> [What you will do]:
1. From the post about checking a bite on WebMD, extract the stretch from "Since I don’t" through "said bite/sting thing.", copied word for word.
2. Write what comes next in the post about checking a bite on WebMD, picking up after its final sentence.

> [Text segment]:
Web MD

Can someone reassure me that this, whatever this is, will not kill me?

Since I don’t have the patience to wait for any qualified advice, against my better judgment, which is already somewhat questionable, I just went on WebMD to check my symptoms, which are mainly: 1) unidentifiable weird bite/sting thing on my hand, 2) slight pain emanating from said bite/sting thing.

The WebMD symptom checker questions alone scared the bejeezus out of me.

One of said terrifying questions: “Have you been bitten, stung, or had contact with a poisonous spider, scorpion, or puss caterpillar?” First of all, how would I know if I’ve been stung by a poisonous spider, scorpion, or puss caterpillar? Isn’t that WebMD’s job, to tell me if I have been stung by a poisonous spider, scorpion, or puss caterpillar? And also, PUSS CATERPILLAR?

Another probing question: “Do you have a blister, painful sore, or purple discoloration at the site of a bite or sting?” Well, yes – I mean, this thing looks pretty blistery, and it hurts. So I clicked on the “yes” button, which brought me to another series of questions, one of which was: “Have you had a blister, painful sore, or purple discoloration at the site of a bite or sting for 24 hours, but you do not have any other symptoms of illness?”  I think so? Has it been 24 hours? I don’t know! Probably? I clicked “yes.”   I was shocked by the results.

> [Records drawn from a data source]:
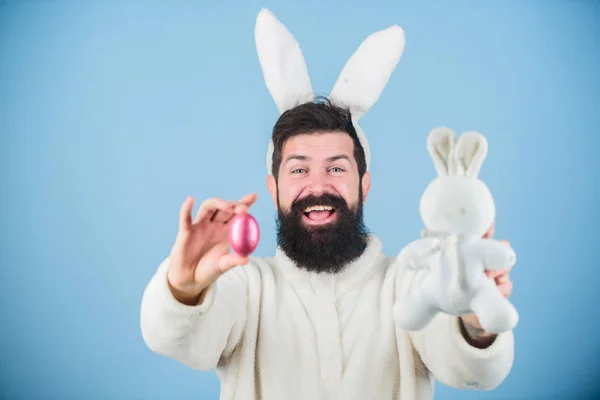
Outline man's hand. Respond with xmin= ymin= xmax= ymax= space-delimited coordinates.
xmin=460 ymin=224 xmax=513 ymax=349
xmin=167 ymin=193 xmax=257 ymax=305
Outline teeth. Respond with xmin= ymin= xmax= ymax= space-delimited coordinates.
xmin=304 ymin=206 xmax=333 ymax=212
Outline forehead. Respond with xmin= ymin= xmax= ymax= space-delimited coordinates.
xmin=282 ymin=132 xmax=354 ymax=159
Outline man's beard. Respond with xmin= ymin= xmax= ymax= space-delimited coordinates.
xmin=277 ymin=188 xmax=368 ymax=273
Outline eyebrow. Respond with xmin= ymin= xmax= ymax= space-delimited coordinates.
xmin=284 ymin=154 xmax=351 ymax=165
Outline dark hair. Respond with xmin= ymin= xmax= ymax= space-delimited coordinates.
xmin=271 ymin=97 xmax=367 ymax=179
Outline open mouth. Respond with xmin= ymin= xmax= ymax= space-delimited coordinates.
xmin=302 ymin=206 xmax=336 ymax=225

...

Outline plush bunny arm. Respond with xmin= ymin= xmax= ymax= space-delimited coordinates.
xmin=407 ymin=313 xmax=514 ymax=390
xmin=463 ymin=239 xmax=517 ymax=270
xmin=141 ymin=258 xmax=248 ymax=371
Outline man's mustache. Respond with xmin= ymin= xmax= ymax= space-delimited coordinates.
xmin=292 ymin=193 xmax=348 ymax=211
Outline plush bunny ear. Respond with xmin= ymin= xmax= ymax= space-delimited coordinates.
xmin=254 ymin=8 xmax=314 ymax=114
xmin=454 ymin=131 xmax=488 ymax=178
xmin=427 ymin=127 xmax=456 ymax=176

> [Responses in order]:
1.
Since I don’t have the patience to wait for any qualified advice, against my better judgment, which is already somewhat questionable, I just went on WebMD to check my symptoms, which are mainly: 1) unidentifiable weird bite/sting thing on my hand, 2) slight pain emanating from said bite/sting thing.

2.
For once in my life, WebMD told me that I “may wait to see if the symptoms improve over the next 24 hours.”

Wait, what now? “Wait to see if the symptoms improve?” Does. Not. Compute.

LITERALLY every other time I’ve had even the tiniest twinge of illness or pain, WebMD has told me I’m dying.  It has either flat out said, “You’re dying,” or it’s said something like, “You’re probably dying, but call an ambulance and rush to the emergency room just in case some talented doctor there can work magic and pull your quickly dwindling life from the jaws of death.”

Now that WebMD’s telling me I “may wait” to see how things develop, I don’t trust it.  I don’t trust it one bit.

I should make it clear here that I know better than to go on Web MD, but I just have no self control.  I have a long history of diagnosing myself with diseases that I don’t have (various types of cancer, immune disorders, tropical diseases, and psychiatric illnesses, to name a few), under the terribly off base and alarmist guidance of WebMD.  The problem is, I’m a bit of a hypochondriac. And I’m always open to suggestion.

The worst part of my WebMD addiction is that on the rare occasions where I have actually been seriously ill, and WebMD should have been like, “Red alert, red alert, get thee to a healthcare provider,” it’s led me completely and totally astray.  For example: remember that time I had typhoid fever?  So, I was feeling horrible – sweating, shivering, no appetite, piercing headache, body aches, weakness, and joint pain.  I felt like crap on a cracker, but I was pretty sure it wasn’t the flu, because, for one thing, I wasn’t coughing and, for another, the flu has never made me lose my appetite before (I’m a hearty one).  So I went on WebMD to see what other terrible illness I could have been suffering from.  I put in my symptoms and WebMD diagnosed me as suffering from – wait for it! – pregnancy.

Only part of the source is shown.